▶ [PROMPT]: Hand back all records exactly, pictures omitted.

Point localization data
....

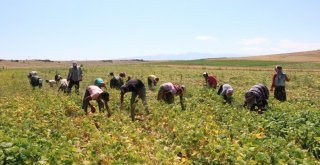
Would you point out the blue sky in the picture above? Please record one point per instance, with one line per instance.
(82, 29)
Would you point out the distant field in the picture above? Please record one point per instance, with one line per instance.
(307, 56)
(245, 63)
(43, 126)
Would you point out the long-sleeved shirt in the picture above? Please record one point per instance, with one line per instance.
(279, 79)
(94, 91)
(75, 73)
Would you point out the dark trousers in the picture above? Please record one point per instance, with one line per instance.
(150, 83)
(76, 84)
(85, 103)
(280, 93)
(142, 94)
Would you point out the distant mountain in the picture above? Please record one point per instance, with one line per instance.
(306, 56)
(185, 56)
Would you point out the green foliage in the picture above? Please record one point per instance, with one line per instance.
(242, 63)
(45, 127)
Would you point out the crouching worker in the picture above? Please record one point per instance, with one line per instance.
(257, 96)
(34, 79)
(51, 82)
(226, 92)
(210, 80)
(279, 82)
(138, 89)
(116, 82)
(93, 92)
(57, 77)
(152, 81)
(63, 86)
(99, 82)
(168, 91)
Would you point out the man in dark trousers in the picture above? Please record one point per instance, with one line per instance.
(74, 77)
(138, 89)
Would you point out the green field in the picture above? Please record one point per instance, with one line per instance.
(244, 63)
(46, 127)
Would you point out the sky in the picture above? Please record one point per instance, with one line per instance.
(124, 29)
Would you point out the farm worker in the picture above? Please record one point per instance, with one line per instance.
(210, 80)
(226, 92)
(93, 92)
(257, 96)
(57, 77)
(34, 79)
(138, 89)
(279, 82)
(63, 85)
(152, 81)
(168, 91)
(111, 74)
(74, 77)
(122, 74)
(99, 82)
(116, 82)
(51, 82)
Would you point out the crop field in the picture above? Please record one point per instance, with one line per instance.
(47, 127)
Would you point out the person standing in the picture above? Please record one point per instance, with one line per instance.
(34, 79)
(279, 82)
(226, 91)
(74, 77)
(210, 80)
(152, 81)
(138, 89)
(168, 91)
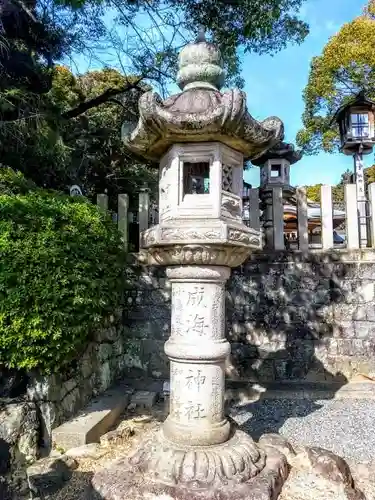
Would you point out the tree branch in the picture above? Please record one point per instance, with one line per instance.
(100, 99)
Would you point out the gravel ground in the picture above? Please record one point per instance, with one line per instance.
(345, 427)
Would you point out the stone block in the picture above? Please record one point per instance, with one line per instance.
(104, 352)
(92, 451)
(49, 474)
(94, 421)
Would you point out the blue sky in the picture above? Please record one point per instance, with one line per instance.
(274, 86)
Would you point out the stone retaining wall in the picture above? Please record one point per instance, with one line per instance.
(290, 317)
(26, 422)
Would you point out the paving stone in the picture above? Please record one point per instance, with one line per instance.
(95, 420)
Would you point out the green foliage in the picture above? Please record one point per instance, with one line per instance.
(12, 182)
(61, 273)
(346, 66)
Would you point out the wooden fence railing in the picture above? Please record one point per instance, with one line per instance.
(320, 230)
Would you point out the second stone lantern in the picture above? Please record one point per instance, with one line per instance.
(200, 137)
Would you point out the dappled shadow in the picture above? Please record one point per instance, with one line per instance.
(283, 317)
(291, 322)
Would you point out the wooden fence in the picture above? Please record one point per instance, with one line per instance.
(357, 232)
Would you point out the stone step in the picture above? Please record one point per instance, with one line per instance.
(94, 421)
(242, 392)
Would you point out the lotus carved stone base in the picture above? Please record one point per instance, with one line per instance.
(237, 469)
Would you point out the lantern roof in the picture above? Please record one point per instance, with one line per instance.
(200, 112)
(282, 151)
(359, 100)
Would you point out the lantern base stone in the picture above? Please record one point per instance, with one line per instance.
(161, 470)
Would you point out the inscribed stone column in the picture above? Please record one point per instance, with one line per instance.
(200, 138)
(197, 351)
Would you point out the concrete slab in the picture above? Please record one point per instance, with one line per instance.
(94, 421)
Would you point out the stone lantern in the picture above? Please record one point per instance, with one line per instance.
(356, 121)
(275, 173)
(200, 137)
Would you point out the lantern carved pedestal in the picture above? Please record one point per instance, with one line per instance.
(200, 138)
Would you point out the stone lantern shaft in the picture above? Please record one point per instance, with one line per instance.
(197, 350)
(200, 137)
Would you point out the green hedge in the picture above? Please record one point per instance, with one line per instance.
(62, 272)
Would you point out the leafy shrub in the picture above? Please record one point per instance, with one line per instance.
(12, 182)
(62, 271)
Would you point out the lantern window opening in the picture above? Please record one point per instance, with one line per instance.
(276, 170)
(227, 178)
(360, 124)
(196, 178)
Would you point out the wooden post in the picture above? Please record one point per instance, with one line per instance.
(122, 219)
(143, 209)
(254, 211)
(102, 202)
(351, 208)
(326, 216)
(361, 199)
(278, 218)
(371, 194)
(303, 232)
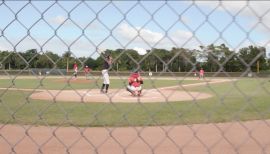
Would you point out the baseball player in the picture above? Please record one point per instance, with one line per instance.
(86, 72)
(75, 69)
(135, 82)
(201, 73)
(106, 80)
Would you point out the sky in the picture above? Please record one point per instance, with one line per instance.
(90, 27)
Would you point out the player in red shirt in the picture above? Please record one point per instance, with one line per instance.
(135, 82)
(201, 73)
(75, 69)
(86, 71)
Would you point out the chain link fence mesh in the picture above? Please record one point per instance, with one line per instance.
(173, 40)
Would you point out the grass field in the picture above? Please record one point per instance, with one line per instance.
(244, 99)
(56, 83)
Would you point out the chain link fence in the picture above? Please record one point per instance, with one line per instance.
(45, 109)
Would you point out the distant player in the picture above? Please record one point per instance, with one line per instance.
(195, 73)
(135, 82)
(201, 73)
(75, 69)
(106, 80)
(86, 72)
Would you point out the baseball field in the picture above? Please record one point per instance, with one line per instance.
(65, 102)
(185, 115)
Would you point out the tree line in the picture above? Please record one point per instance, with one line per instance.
(211, 58)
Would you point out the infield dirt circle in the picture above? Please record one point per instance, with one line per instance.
(159, 95)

....

▶ [FINISHED EXERCISE]:
Would you point out the blue sky in the picture above? Please record one point per instance, with one line per instance.
(82, 29)
Would you point out the distant field in the picture above? Please record one point per instance, with one line per instance.
(307, 56)
(245, 63)
(43, 126)
Would you point out the long-sleeved shirt in the picture above? Please record one point per instance, with one line per instance.
(279, 79)
(94, 91)
(75, 73)
Would you point out the dark trousers in the picture above? Please record one point per instance, with one line per instance.
(150, 83)
(76, 84)
(85, 103)
(280, 93)
(142, 94)
Would you point out the distant mountain in the picture above? Please record one point per instance, with one line per instance.
(306, 56)
(185, 56)
Would you point out the green foliage in the picture above? Please record one point per instance, with one line per instance.
(242, 63)
(45, 127)
Would you point out the crouching worker in the picture above? Please record one point per instance, with one line per instance.
(257, 96)
(34, 79)
(51, 82)
(226, 92)
(210, 80)
(279, 82)
(138, 89)
(116, 82)
(93, 92)
(57, 77)
(152, 81)
(63, 86)
(99, 82)
(168, 91)
Would you point out the man in dark trousers in the picture above? Please record one point per instance, with one line per instance.
(74, 77)
(138, 89)
Would you point out the green field in the picture above? Please record one point per instance, with one line per instance.
(244, 63)
(46, 127)
Would you point out the sky in the picture above? Please record one point per instance, with one line per instance.
(124, 29)
Would you point out the farm worker in the picture above? Please record one point per instance, with one line per instance.
(210, 80)
(226, 92)
(93, 92)
(257, 96)
(57, 77)
(34, 79)
(138, 89)
(279, 82)
(63, 85)
(152, 81)
(168, 91)
(111, 74)
(74, 77)
(122, 74)
(99, 82)
(116, 82)
(51, 82)
Would you point out the crop field in the picture above? Please record one point per instance, with one line per instance.
(47, 127)
Would you point out the person standing in the picture above? Please record one point per instance, with one line per instance.
(34, 79)
(279, 82)
(226, 91)
(74, 77)
(210, 80)
(152, 81)
(138, 89)
(168, 91)
Would you point out the tree branch in the picture above? Please record one point per instance, with one line per instance.
(100, 99)
Would you point out the gravel ground in the picture above? Please record one point per instance, with one line per instance.
(345, 427)
Would you point out the stone block in the picture above? Please record one point per instance, with one line per instance.
(104, 352)
(92, 451)
(49, 474)
(94, 421)
Would you point out the blue sky in the picture above? Please record one point per instance, with one line per instance.
(274, 86)
Would you point out the stone retaining wall in the picture above? Please record one point per instance, with one line per instance.
(290, 317)
(26, 422)
Would you point out the paving stone in the picture above? Please record one point per instance, with one line per instance.
(95, 420)
Would you point out the green foliage in the picture above? Please record one point per instance, with one line per instance.
(12, 182)
(61, 273)
(346, 66)
Would you point out the wooden fence railing in the picture above? Please record one point per instance, with one line per instance.
(320, 230)
Would you point out the second stone lantern in the picture above? Please record one point per instance, with one line per instance.
(200, 137)
Would you point out the dappled shadow in the picture above? Please record one point per instance, with one line per instance.
(283, 317)
(291, 322)
Would you point out the wooden fence in the picture above? Please record one point per instance, with one line per instance.
(357, 232)
Would you point out the stone step in the picture above? Please record one point per instance, with one line per instance.
(94, 421)
(242, 392)
Would you point out the lotus carved stone base in the picture above? Please record one point per instance, with one line per instance.
(237, 469)
Would you point out the lantern roof in the picture above? Please record one point per instance, with one line per instance.
(200, 112)
(282, 151)
(359, 100)
Would you point out the lantern base stone in the picture above? Please record one point per instance, with one line per instance.
(161, 470)
Would you point out the inscribed stone column in the picture above? Please record one point per instance, with one line per instance.
(200, 138)
(197, 351)
Would you point out the concrete slab in the picture above? Please record one point per instance, with one line per instance.
(94, 421)
Would you point out the stone lantern in the picture above? Please record one point per instance, with one line per instance.
(356, 121)
(275, 173)
(200, 137)
Would you point out the lantern carved pedestal in the picture above? Please record one point per instance, with one line per instance.
(200, 138)
Would you point out the stone lantern shaft in the picture above? Please record one point per instance, with one line per instance.
(197, 350)
(200, 137)
Would you point out the green hedge in the picture above? Please record one point per instance, with one line per instance.
(62, 272)
Would you point out the leafy shrub in the picture above? Please record one point per instance, with one line per instance.
(12, 182)
(62, 271)
Would you point out the lantern window opening in the picture above? Please record one point per instance, with one line per instance.
(276, 170)
(227, 178)
(360, 124)
(196, 178)
Would you point out the wooden post in the picture above? Please record one point per instance, with one line per instance.
(122, 219)
(143, 209)
(254, 211)
(102, 202)
(351, 208)
(326, 216)
(361, 199)
(278, 218)
(371, 194)
(303, 232)
Would you point out the baseball player in the picture above? Please record one point per instance, with one line per instance.
(86, 72)
(75, 69)
(135, 82)
(201, 73)
(106, 80)
Would you point out the sky in the picture above? Please record one point per instance, with one line per instance.
(90, 27)
Would you point out the player in red shirt in the picture above? Please record one point per instance, with one line per instance.
(135, 82)
(201, 73)
(75, 69)
(86, 71)
Would you point out the chain link fence mesh in the picture above? Please record one point per instance, with one line per instance.
(173, 40)
Would you point out the grass field in the picture above? Please record one point per instance, with one line per instance.
(244, 99)
(56, 83)
Would you point out the chain link fence in the picture above? Please record one point per instance, with one line per instance.
(45, 109)
Would you point out the distant player in the picture above? Please record one point per instance, with one line per instance.
(195, 73)
(135, 82)
(201, 73)
(75, 69)
(106, 80)
(86, 72)
Would you point out the baseball field in the picture above? Please record one point per instance, with one line per instance.
(65, 102)
(185, 115)
Would you point out the tree line in the picture above? Please record one point per instance, with one line per instance.
(211, 58)
Would you point out the infield dirt circle in the picture above? Please record one point per instance, with one line per instance.
(159, 95)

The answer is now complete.